— BEGIN Records to use —

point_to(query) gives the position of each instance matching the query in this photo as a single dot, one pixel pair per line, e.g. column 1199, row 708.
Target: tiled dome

— END Records to use —
— BEGIN Records to use —

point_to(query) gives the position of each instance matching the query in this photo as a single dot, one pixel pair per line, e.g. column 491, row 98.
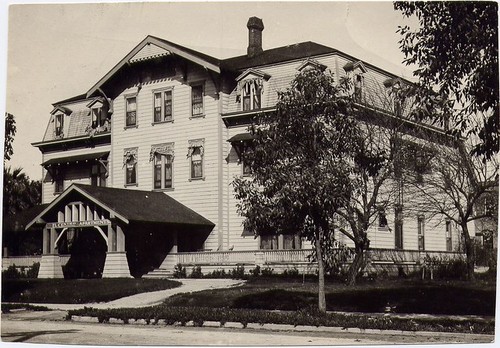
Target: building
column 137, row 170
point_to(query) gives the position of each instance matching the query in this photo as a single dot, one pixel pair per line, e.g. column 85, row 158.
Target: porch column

— END Records to use —
— BEGIN Records to use —

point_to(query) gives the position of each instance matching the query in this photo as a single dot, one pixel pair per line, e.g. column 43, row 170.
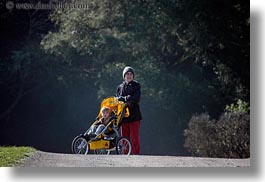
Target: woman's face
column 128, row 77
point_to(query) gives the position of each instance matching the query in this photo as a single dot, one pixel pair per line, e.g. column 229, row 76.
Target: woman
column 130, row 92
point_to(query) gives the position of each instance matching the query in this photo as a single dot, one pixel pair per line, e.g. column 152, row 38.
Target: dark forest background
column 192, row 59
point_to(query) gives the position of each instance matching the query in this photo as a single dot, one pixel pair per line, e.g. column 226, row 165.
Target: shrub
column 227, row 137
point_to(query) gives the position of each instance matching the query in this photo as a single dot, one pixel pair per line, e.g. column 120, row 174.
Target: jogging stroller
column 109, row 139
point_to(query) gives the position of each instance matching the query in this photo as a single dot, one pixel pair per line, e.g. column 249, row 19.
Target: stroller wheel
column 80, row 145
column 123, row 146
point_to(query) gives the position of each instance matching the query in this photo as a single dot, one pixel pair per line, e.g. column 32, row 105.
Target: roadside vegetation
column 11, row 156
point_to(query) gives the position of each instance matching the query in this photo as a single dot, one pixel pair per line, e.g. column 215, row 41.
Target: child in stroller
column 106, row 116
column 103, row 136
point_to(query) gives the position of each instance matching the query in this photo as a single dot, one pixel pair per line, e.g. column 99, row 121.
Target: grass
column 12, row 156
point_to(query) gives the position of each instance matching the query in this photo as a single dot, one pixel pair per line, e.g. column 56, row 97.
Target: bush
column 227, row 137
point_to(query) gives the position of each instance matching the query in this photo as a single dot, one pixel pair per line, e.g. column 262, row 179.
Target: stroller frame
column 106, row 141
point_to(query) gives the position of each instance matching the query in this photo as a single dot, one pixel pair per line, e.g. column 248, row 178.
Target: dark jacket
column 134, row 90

— END Records to use —

▶ **Required task**: Copy out each line of the entries above that contains the word "dark", leaving every line unchanged.

▶ **Result of the task**:
Target: dark forest background
Target: dark jacket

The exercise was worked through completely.